▸ Record extracts

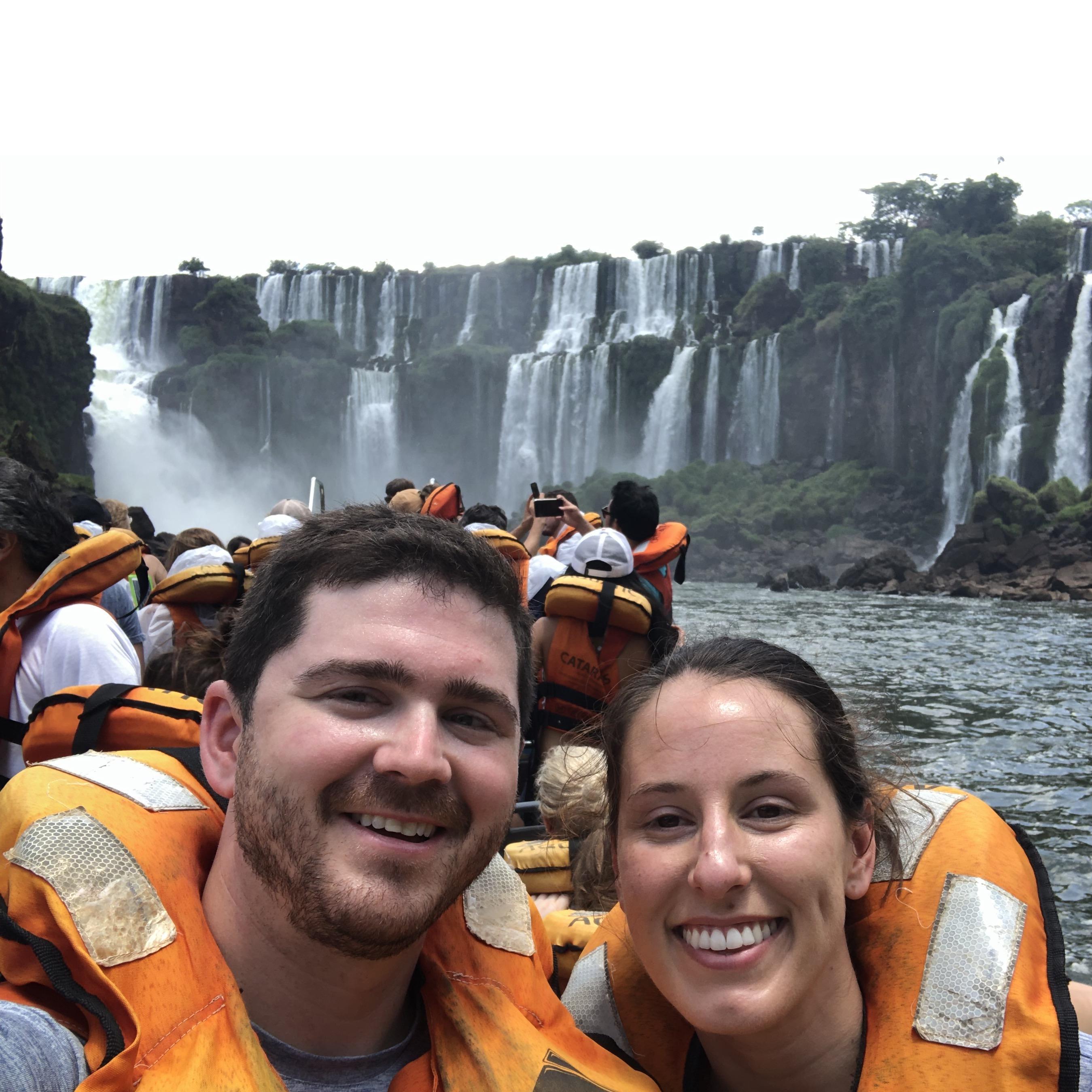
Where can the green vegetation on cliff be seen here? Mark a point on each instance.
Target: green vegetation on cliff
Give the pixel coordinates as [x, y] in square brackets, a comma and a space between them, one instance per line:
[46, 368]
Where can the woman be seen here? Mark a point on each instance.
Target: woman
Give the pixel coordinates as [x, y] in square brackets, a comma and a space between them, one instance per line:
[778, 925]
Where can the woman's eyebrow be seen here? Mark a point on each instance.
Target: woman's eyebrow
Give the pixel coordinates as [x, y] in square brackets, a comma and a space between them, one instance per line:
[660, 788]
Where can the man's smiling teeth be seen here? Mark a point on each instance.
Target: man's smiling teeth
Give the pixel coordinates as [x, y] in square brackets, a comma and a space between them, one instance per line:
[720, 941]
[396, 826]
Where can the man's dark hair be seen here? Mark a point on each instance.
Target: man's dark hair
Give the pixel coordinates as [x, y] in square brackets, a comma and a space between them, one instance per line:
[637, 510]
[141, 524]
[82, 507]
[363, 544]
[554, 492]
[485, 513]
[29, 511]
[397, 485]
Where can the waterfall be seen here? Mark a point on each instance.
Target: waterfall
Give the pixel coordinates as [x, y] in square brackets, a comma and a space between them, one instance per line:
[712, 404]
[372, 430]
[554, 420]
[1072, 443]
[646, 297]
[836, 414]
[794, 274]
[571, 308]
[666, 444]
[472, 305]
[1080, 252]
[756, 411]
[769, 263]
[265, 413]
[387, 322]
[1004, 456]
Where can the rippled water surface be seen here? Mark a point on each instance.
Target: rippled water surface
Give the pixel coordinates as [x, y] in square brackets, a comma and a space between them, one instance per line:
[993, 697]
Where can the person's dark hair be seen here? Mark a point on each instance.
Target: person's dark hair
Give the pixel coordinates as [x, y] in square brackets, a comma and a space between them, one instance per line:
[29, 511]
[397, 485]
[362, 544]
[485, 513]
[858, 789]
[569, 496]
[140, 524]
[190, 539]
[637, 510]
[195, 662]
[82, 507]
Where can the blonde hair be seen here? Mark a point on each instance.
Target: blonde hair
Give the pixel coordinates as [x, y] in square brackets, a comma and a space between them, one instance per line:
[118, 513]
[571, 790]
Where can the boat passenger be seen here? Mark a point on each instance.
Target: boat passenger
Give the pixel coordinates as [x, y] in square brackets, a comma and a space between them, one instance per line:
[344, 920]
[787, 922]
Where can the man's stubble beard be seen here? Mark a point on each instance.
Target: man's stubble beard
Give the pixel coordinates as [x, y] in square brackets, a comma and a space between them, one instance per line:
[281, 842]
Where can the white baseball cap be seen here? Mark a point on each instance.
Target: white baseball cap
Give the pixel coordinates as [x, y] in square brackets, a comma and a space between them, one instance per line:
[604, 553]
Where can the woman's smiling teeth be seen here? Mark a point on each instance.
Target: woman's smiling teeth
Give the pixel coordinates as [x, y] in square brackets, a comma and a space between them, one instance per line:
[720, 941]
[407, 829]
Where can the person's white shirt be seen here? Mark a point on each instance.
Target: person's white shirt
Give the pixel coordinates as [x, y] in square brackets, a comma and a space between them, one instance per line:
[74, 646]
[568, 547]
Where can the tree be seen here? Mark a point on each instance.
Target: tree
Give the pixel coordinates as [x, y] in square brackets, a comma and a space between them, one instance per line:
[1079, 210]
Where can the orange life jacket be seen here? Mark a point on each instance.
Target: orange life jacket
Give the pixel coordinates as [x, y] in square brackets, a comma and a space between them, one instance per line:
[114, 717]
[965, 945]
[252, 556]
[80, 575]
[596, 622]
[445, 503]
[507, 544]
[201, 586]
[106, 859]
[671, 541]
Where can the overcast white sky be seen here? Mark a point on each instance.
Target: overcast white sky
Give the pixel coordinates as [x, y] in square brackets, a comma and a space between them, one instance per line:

==

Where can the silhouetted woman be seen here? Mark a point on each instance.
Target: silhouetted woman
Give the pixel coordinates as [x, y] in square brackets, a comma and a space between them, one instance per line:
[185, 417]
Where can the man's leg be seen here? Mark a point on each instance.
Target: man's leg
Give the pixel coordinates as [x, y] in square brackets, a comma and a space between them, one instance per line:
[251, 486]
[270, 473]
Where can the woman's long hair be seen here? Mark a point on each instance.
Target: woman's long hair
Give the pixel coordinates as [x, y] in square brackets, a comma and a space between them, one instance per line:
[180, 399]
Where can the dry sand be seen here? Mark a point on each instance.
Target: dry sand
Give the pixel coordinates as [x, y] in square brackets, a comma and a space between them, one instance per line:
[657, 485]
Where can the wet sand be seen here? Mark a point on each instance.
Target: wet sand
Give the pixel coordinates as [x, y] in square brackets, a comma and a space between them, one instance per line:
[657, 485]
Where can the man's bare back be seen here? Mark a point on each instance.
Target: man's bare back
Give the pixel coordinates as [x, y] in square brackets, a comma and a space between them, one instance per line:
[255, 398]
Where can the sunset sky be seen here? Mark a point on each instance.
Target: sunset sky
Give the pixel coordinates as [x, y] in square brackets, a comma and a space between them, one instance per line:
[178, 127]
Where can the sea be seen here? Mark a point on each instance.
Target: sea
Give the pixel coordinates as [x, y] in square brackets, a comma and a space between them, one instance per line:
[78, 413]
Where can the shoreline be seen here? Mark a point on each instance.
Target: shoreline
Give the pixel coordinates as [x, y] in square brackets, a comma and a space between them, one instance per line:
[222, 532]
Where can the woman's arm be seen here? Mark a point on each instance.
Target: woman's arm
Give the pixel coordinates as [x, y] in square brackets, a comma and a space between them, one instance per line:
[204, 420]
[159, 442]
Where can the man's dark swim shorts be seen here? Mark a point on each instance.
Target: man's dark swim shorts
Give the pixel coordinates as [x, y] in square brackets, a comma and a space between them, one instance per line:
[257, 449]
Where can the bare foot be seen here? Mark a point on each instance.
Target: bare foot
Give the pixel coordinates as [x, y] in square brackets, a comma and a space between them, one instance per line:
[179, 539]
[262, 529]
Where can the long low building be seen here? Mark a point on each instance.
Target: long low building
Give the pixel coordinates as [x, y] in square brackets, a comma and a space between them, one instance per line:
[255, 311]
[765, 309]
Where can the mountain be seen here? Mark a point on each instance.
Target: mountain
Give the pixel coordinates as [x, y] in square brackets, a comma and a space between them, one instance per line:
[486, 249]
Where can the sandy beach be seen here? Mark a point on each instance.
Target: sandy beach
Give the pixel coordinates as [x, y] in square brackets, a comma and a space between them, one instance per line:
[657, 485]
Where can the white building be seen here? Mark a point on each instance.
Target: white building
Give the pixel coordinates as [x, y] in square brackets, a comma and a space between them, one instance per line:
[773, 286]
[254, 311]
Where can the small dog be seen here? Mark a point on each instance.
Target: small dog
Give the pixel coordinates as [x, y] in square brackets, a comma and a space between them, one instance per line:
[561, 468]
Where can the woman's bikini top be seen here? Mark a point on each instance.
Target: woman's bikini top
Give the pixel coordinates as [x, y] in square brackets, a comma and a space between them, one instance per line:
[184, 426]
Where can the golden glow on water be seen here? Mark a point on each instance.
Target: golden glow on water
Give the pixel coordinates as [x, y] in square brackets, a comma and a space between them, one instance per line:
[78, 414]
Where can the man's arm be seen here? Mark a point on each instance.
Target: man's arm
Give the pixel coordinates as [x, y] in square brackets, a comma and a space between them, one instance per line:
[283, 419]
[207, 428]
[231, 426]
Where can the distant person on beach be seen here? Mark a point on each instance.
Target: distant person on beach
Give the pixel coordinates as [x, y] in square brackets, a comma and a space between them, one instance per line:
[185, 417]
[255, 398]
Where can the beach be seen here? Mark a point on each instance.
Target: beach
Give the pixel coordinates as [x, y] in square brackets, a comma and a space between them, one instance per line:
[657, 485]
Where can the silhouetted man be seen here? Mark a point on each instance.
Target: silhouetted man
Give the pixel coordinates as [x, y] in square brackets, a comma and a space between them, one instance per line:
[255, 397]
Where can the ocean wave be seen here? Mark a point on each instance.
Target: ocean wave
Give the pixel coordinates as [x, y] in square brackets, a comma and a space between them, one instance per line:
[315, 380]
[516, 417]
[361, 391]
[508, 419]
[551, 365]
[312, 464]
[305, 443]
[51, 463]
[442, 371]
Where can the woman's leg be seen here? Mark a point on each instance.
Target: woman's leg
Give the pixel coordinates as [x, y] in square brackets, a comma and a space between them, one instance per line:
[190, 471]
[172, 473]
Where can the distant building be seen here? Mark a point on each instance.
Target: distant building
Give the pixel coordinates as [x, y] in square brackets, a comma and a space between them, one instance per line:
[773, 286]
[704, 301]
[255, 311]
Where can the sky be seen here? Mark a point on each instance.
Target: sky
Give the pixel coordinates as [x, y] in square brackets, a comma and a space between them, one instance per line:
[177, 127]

* * *

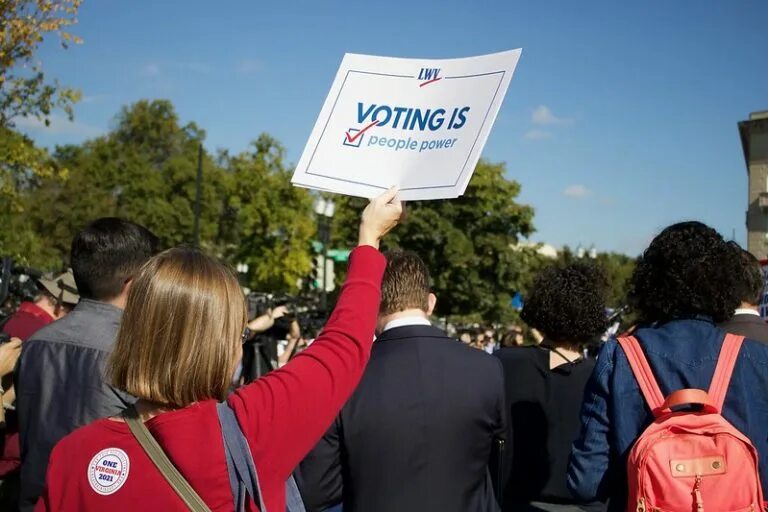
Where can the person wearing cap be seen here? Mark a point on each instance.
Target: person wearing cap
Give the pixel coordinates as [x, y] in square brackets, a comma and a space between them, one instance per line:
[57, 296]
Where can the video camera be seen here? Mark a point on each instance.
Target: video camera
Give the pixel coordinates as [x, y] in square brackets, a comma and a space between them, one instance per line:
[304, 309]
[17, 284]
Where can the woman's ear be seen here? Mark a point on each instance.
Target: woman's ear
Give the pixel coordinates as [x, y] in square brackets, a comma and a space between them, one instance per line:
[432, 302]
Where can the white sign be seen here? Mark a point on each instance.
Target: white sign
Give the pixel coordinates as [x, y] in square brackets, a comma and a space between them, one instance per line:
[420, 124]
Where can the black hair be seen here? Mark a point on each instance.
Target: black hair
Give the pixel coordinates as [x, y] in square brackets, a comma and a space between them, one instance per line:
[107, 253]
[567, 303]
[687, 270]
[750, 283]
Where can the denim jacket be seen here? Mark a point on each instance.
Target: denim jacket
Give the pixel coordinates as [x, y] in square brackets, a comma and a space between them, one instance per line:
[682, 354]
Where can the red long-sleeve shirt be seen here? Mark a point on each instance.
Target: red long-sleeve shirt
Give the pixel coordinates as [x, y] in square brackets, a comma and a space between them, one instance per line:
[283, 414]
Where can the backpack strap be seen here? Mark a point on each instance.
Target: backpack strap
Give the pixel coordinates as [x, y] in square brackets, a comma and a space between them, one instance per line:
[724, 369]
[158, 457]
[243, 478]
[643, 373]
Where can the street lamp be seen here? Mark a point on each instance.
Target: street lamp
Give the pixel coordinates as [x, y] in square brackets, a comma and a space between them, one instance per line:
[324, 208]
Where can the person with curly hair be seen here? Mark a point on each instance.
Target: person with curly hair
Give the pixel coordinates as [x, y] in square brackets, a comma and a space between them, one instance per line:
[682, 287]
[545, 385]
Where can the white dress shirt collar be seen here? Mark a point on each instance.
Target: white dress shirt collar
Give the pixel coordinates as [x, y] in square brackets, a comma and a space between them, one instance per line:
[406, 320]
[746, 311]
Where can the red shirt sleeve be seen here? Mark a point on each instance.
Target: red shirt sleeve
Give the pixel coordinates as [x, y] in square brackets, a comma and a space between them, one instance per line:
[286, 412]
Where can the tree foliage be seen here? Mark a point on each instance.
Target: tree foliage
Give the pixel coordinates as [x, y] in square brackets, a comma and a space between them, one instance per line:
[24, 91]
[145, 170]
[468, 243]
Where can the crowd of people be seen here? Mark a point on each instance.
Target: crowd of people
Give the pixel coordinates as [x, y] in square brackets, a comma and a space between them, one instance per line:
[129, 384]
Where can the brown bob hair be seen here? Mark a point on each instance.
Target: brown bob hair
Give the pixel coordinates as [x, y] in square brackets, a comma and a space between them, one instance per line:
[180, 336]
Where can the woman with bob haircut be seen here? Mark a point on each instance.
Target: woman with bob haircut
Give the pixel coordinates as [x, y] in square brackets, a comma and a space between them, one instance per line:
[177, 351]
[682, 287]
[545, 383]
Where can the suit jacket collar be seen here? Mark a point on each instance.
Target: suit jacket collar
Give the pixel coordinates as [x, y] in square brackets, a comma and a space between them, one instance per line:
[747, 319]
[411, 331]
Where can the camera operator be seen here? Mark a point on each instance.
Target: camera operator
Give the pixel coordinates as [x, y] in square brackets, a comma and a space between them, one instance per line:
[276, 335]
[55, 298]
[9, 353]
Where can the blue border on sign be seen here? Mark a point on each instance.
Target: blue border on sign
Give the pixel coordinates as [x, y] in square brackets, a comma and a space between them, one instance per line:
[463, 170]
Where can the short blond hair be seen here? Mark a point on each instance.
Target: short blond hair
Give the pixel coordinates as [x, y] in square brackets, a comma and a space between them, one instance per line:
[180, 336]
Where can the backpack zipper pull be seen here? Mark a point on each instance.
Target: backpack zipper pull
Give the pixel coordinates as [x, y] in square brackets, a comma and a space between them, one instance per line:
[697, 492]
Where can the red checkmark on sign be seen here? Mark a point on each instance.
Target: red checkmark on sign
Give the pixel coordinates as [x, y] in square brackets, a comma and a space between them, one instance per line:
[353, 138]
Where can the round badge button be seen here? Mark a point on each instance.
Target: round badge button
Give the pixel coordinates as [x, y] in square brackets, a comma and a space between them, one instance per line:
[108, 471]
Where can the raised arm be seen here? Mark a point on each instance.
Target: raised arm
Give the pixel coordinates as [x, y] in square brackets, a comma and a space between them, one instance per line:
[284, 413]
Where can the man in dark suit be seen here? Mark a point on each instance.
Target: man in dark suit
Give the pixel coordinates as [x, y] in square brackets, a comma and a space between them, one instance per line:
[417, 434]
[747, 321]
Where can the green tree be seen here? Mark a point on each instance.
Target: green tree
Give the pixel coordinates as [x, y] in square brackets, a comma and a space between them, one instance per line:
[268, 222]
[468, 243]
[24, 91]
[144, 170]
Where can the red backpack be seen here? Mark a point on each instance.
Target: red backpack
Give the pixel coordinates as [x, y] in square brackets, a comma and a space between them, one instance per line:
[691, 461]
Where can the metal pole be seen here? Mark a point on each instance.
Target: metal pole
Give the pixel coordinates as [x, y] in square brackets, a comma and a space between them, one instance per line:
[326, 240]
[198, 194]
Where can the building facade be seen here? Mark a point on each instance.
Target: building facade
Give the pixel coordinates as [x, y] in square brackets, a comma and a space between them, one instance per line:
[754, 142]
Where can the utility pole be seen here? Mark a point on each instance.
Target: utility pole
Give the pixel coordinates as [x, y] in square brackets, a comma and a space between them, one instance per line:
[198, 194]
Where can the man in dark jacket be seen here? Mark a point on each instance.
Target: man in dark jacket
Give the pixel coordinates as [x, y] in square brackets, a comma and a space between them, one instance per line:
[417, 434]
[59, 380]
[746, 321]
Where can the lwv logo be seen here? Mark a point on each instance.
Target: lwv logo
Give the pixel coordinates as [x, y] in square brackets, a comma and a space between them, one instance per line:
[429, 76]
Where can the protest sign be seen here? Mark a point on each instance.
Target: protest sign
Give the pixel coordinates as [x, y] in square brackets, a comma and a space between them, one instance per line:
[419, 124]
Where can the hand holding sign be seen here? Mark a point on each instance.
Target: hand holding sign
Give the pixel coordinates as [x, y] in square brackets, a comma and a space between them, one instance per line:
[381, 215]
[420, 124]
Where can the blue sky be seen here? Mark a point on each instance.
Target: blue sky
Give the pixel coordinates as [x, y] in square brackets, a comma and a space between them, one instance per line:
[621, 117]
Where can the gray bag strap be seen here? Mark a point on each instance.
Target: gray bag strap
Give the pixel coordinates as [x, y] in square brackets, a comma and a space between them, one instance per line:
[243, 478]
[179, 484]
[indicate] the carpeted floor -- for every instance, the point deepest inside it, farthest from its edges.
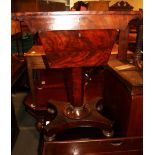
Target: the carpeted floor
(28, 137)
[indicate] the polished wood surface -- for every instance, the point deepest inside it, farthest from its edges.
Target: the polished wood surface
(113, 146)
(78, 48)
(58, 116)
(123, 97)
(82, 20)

▸ Task details
Search the entries above for the word "zipper" and copy each line where it appears.

▸ Answer box
Where can the backpack zipper pull be seen here? Mark a point on each instance.
Target: backpack zipper pull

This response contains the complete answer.